→ **WORK INSTRUCTIONS**
Your output should be each line from the material below that has the word "sneaker".

→ **EXCERPTED DATA**
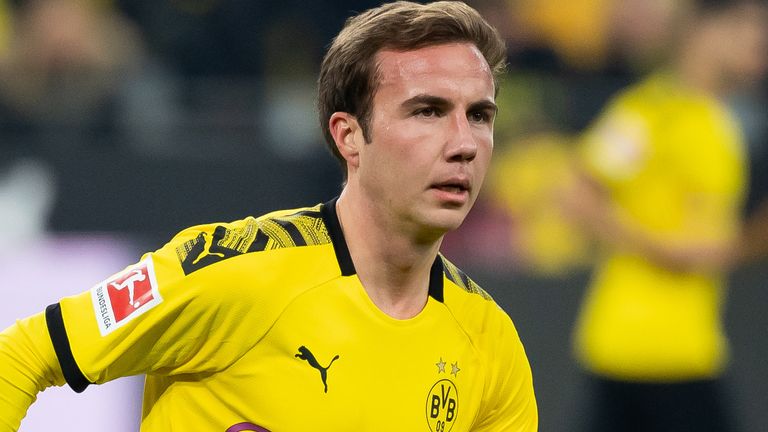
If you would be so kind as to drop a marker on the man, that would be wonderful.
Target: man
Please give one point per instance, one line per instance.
(341, 316)
(664, 178)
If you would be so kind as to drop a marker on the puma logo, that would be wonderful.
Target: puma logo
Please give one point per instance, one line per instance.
(306, 354)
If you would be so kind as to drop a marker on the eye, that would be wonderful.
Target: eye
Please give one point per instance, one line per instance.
(480, 116)
(428, 112)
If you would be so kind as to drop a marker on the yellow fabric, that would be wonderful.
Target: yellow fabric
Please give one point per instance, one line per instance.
(674, 164)
(576, 29)
(228, 342)
(27, 366)
(527, 181)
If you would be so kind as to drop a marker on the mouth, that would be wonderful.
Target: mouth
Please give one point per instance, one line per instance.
(455, 187)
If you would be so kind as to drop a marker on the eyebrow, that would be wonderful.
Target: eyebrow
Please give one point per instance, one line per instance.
(430, 100)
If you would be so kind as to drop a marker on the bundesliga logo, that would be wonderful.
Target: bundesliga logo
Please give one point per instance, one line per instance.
(125, 296)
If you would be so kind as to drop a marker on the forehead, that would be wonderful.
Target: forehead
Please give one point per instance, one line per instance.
(440, 66)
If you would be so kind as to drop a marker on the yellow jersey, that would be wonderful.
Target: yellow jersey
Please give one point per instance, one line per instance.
(262, 325)
(673, 163)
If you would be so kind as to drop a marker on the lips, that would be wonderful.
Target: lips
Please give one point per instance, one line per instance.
(456, 186)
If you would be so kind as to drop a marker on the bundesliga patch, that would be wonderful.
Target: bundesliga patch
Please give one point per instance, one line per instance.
(125, 296)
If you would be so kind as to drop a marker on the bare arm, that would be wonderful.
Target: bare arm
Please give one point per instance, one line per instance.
(28, 365)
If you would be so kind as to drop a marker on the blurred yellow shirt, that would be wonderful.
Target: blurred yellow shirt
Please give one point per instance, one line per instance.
(674, 164)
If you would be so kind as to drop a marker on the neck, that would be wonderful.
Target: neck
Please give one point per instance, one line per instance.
(392, 264)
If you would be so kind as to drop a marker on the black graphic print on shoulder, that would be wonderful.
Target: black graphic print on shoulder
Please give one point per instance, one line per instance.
(455, 275)
(303, 228)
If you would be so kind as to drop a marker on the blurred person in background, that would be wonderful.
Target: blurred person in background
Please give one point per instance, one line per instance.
(341, 316)
(661, 185)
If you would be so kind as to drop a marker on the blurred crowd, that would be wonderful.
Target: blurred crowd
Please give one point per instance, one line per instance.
(80, 77)
(204, 109)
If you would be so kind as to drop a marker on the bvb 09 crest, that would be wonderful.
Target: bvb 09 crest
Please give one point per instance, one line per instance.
(442, 406)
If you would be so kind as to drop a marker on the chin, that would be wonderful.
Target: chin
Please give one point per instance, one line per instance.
(446, 220)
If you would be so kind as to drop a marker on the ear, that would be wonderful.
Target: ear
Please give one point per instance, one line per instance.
(348, 136)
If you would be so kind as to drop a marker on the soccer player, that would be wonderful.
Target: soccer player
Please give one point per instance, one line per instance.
(338, 317)
(664, 178)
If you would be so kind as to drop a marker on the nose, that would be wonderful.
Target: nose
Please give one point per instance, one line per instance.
(461, 143)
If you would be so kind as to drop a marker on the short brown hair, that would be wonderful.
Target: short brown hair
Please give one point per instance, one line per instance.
(348, 75)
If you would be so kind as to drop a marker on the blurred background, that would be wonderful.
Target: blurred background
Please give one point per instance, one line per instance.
(124, 121)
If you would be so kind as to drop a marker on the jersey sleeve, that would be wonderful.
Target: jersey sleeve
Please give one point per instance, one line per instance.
(510, 400)
(170, 313)
(28, 366)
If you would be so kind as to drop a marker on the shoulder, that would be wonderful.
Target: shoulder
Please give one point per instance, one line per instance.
(473, 308)
(204, 245)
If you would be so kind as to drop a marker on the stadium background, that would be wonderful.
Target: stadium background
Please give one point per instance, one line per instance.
(123, 121)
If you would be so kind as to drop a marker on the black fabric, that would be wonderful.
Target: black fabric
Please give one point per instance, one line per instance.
(58, 333)
(347, 267)
(688, 406)
(331, 219)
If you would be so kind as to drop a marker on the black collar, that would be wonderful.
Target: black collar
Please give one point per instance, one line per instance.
(347, 267)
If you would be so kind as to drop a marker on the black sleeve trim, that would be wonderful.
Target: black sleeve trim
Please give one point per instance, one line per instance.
(58, 333)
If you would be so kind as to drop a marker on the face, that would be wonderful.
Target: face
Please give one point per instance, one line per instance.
(431, 134)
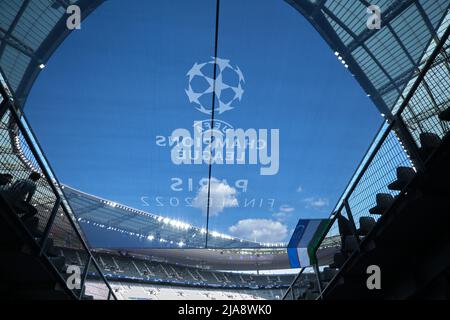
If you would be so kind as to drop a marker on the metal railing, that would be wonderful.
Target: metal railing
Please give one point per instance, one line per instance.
(21, 154)
(397, 144)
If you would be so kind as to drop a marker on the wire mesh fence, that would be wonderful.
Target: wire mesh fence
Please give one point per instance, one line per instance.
(20, 156)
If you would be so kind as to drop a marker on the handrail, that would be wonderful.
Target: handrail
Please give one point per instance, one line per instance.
(47, 171)
(391, 126)
(395, 124)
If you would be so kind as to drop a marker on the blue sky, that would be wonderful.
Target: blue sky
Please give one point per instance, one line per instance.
(119, 83)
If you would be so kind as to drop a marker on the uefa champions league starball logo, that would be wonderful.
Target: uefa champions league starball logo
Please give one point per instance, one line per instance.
(227, 88)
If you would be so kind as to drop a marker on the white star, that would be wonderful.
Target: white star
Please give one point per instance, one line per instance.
(219, 86)
(240, 74)
(195, 71)
(193, 97)
(238, 92)
(223, 107)
(222, 63)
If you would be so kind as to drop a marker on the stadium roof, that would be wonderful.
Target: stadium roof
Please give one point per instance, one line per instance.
(383, 61)
(141, 229)
(30, 31)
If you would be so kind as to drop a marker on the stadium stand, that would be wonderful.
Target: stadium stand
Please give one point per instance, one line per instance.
(141, 270)
(133, 291)
(394, 212)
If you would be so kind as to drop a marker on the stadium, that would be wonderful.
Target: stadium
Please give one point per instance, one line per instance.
(212, 208)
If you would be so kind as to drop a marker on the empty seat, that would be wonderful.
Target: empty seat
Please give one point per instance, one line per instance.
(404, 176)
(365, 225)
(338, 260)
(328, 274)
(429, 142)
(350, 244)
(445, 115)
(384, 201)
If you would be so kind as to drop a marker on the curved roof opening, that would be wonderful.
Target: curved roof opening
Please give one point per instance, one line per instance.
(238, 121)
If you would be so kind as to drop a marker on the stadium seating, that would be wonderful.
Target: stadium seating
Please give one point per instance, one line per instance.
(116, 266)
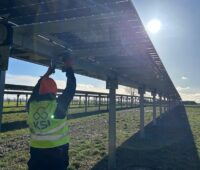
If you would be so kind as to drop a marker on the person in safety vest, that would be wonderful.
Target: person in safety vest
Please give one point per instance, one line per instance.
(49, 138)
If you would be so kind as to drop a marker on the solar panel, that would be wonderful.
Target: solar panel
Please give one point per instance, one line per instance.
(104, 37)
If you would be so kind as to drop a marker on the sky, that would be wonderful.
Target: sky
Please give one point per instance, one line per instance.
(177, 44)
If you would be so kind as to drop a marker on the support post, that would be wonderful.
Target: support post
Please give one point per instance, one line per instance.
(86, 102)
(17, 104)
(112, 84)
(141, 91)
(165, 104)
(131, 101)
(160, 104)
(2, 85)
(99, 102)
(154, 106)
(169, 104)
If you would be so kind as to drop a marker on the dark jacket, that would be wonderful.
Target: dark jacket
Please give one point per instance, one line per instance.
(63, 100)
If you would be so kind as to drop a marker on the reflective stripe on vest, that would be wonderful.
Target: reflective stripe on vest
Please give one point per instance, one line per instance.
(52, 130)
(48, 137)
(46, 131)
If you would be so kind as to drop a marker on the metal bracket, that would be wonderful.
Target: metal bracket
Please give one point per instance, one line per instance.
(112, 82)
(141, 90)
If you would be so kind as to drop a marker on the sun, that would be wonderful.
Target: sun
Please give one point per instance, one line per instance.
(154, 26)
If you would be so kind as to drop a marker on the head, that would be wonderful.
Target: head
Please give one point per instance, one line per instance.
(47, 85)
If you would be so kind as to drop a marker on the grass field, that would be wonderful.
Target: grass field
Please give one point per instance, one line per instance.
(161, 149)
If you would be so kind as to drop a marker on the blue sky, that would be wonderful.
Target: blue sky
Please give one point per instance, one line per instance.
(177, 43)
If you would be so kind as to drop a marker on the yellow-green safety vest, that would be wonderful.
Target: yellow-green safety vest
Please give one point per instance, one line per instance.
(45, 130)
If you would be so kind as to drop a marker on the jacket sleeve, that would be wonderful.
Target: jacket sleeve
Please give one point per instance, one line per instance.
(66, 97)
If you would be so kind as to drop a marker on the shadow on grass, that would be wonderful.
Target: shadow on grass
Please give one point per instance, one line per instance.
(167, 146)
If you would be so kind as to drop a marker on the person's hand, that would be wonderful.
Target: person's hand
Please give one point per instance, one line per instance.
(50, 71)
(68, 62)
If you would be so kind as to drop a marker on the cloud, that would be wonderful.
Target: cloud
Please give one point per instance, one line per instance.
(179, 88)
(184, 78)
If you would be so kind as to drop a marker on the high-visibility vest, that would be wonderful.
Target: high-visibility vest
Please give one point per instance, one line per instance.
(45, 130)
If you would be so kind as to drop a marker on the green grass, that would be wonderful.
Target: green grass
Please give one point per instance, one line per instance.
(89, 139)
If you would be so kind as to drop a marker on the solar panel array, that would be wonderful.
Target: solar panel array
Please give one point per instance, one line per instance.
(104, 37)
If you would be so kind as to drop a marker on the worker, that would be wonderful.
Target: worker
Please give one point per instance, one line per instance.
(49, 139)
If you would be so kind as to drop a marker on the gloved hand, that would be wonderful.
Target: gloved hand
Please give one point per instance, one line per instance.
(50, 71)
(68, 62)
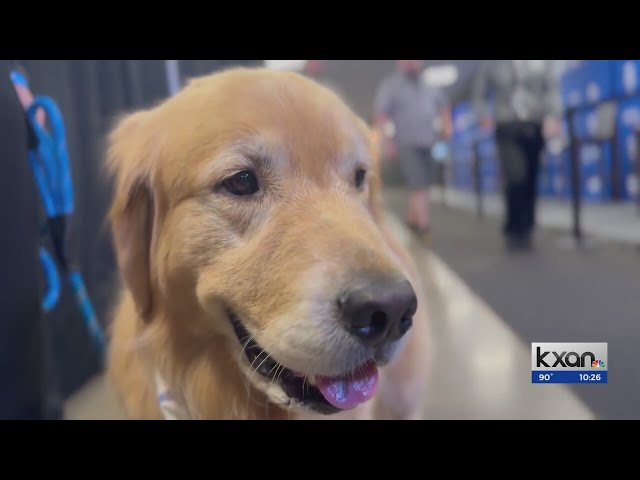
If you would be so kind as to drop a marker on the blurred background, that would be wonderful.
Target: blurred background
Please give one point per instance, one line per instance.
(576, 280)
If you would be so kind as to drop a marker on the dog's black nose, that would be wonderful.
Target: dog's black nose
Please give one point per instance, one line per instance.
(379, 312)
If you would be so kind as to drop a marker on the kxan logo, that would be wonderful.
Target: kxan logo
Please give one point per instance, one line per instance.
(569, 362)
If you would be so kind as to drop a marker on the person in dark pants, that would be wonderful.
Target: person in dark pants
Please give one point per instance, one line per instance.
(526, 110)
(24, 346)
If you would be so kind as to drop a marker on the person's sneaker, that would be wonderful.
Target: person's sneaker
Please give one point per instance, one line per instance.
(519, 243)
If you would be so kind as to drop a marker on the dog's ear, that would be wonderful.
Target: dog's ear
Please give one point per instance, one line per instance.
(131, 160)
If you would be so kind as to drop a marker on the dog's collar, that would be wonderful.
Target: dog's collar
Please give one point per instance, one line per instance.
(170, 407)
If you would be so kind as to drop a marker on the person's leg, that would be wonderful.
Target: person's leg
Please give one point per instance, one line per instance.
(415, 172)
(512, 168)
(22, 362)
(533, 148)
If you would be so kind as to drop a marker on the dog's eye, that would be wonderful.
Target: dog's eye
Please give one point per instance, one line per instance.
(243, 183)
(361, 173)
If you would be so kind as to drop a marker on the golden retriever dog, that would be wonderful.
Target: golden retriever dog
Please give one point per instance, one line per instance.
(259, 279)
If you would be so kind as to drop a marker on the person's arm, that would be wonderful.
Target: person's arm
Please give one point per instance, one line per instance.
(383, 108)
(445, 115)
(552, 101)
(480, 90)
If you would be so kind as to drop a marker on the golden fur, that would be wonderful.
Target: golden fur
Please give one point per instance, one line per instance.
(187, 251)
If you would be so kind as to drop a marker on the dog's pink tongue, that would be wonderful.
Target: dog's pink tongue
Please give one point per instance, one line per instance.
(351, 390)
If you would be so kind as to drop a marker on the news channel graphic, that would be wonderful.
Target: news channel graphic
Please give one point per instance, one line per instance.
(569, 363)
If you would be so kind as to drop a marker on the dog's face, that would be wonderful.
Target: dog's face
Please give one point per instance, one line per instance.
(245, 209)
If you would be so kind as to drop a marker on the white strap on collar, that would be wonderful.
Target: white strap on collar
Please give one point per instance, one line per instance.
(171, 409)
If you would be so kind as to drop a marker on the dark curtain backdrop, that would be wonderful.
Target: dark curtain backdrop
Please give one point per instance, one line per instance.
(90, 93)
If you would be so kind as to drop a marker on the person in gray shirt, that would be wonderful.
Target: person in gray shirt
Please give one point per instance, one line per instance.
(420, 116)
(526, 109)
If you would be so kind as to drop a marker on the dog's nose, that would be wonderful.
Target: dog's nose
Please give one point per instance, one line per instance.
(379, 312)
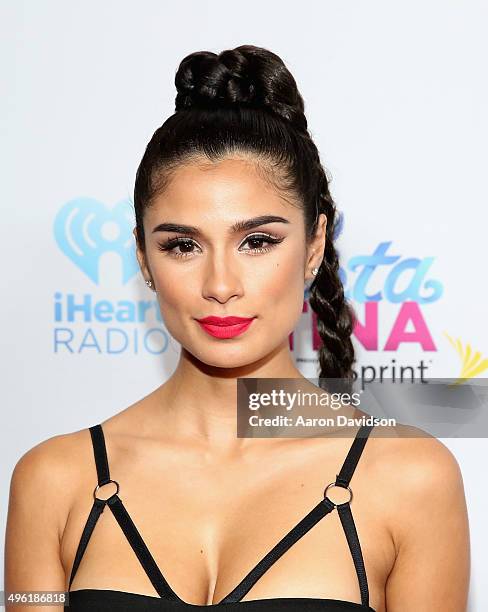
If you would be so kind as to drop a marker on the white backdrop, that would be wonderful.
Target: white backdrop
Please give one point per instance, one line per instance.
(396, 100)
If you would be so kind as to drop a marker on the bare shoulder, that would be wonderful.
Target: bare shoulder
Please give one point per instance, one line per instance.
(417, 468)
(425, 508)
(48, 474)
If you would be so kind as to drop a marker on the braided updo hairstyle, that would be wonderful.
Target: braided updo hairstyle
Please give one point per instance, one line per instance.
(245, 101)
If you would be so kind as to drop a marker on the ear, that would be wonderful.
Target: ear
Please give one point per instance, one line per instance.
(315, 250)
(141, 258)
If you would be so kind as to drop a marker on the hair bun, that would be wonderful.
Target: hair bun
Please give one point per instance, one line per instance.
(245, 76)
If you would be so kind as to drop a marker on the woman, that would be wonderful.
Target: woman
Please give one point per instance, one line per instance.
(233, 218)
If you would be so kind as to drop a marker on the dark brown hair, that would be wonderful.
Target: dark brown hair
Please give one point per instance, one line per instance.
(246, 101)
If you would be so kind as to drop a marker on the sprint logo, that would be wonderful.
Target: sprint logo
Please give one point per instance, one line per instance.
(472, 362)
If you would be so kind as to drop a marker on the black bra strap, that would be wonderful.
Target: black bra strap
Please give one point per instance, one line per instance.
(96, 510)
(118, 510)
(139, 547)
(312, 518)
(352, 458)
(100, 452)
(344, 510)
(349, 527)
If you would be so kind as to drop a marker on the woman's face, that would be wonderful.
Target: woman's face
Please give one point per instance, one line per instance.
(215, 270)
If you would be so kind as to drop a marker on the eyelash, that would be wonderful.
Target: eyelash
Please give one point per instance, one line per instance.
(170, 244)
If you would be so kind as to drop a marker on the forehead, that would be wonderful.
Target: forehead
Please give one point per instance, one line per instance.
(226, 189)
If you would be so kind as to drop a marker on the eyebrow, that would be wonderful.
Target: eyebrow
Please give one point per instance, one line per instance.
(239, 226)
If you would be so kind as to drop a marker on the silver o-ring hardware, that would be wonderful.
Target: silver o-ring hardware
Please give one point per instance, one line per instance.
(102, 485)
(333, 484)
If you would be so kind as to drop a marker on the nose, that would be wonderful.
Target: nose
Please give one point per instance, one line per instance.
(222, 279)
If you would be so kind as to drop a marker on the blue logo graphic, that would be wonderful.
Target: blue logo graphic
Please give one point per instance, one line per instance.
(85, 229)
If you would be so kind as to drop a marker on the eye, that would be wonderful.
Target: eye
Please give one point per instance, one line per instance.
(259, 239)
(186, 245)
(181, 242)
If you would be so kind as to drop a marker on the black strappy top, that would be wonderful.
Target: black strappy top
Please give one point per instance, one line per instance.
(104, 600)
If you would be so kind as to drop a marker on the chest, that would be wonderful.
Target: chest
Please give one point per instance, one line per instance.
(208, 524)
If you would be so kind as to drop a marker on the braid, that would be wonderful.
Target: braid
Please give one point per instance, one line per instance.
(246, 100)
(335, 317)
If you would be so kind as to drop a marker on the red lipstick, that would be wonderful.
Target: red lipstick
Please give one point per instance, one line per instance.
(225, 327)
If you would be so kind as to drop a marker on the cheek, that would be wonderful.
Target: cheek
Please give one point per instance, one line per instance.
(281, 293)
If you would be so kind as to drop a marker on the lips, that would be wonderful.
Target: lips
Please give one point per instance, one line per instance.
(225, 327)
(225, 321)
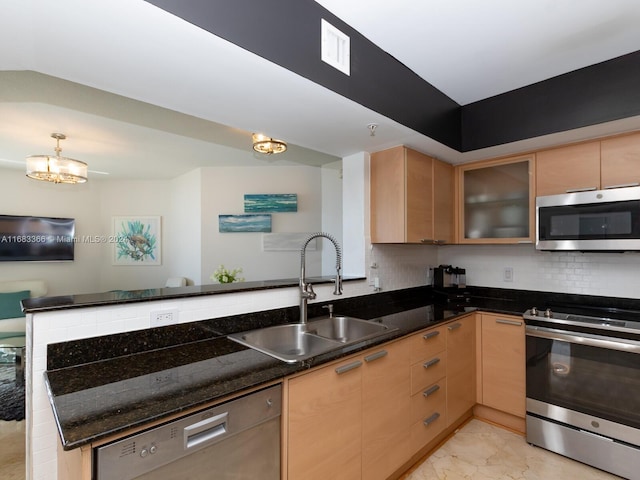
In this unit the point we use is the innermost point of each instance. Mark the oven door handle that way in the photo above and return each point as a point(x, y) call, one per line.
point(588, 339)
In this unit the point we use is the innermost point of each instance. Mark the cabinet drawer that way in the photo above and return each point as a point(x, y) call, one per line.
point(428, 371)
point(428, 400)
point(429, 426)
point(428, 343)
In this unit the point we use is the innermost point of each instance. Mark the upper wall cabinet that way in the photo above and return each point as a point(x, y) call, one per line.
point(597, 165)
point(495, 201)
point(411, 198)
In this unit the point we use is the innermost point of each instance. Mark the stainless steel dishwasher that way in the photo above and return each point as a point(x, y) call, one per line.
point(239, 439)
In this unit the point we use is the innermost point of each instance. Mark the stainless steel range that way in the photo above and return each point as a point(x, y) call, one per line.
point(583, 386)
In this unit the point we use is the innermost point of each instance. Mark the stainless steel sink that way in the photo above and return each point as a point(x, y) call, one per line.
point(295, 342)
point(346, 329)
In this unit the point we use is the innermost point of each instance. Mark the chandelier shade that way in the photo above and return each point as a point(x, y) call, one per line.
point(56, 169)
point(267, 145)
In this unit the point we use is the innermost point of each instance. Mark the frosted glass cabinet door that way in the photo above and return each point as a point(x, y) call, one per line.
point(497, 202)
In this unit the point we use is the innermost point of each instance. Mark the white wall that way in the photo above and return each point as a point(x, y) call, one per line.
point(184, 234)
point(223, 192)
point(605, 274)
point(332, 207)
point(189, 207)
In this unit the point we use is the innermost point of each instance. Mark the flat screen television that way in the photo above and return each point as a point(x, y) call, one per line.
point(40, 239)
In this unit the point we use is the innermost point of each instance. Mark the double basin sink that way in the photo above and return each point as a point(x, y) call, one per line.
point(295, 342)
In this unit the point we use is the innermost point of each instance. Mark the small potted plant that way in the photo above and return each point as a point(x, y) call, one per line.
point(222, 275)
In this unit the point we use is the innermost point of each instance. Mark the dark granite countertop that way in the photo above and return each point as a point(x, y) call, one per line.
point(115, 297)
point(109, 385)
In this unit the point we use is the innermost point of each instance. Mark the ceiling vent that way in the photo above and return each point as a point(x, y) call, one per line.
point(335, 47)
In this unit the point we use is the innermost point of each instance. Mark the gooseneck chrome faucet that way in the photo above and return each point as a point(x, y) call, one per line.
point(306, 289)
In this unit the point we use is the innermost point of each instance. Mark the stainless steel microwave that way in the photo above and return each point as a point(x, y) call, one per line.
point(605, 220)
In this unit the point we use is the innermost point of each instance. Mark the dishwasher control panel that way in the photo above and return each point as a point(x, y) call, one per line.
point(138, 454)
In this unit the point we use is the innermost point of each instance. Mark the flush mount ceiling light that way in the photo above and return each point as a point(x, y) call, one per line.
point(267, 145)
point(56, 169)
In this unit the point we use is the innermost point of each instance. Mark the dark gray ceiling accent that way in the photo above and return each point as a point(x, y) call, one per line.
point(596, 94)
point(287, 33)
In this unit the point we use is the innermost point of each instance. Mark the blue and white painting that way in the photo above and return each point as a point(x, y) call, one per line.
point(270, 202)
point(244, 223)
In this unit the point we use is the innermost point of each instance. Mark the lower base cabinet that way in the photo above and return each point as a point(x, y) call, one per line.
point(503, 364)
point(367, 416)
point(461, 367)
point(351, 420)
point(324, 424)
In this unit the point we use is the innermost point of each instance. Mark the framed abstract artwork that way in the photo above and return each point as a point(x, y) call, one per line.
point(137, 240)
point(244, 223)
point(270, 202)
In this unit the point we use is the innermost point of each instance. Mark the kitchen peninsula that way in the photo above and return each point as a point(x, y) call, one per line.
point(83, 374)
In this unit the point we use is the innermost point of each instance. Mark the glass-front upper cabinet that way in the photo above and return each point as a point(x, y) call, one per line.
point(496, 201)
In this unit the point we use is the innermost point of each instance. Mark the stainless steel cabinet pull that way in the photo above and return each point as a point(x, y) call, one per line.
point(621, 344)
point(504, 321)
point(623, 185)
point(431, 362)
point(429, 335)
point(375, 356)
point(205, 430)
point(431, 390)
point(431, 419)
point(348, 367)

→ **OUTPUT FOR THIS EXERCISE**
If you would be so kind as to drop a marker on the person's sneaker, that would be wonderful.
Target: person's sneaker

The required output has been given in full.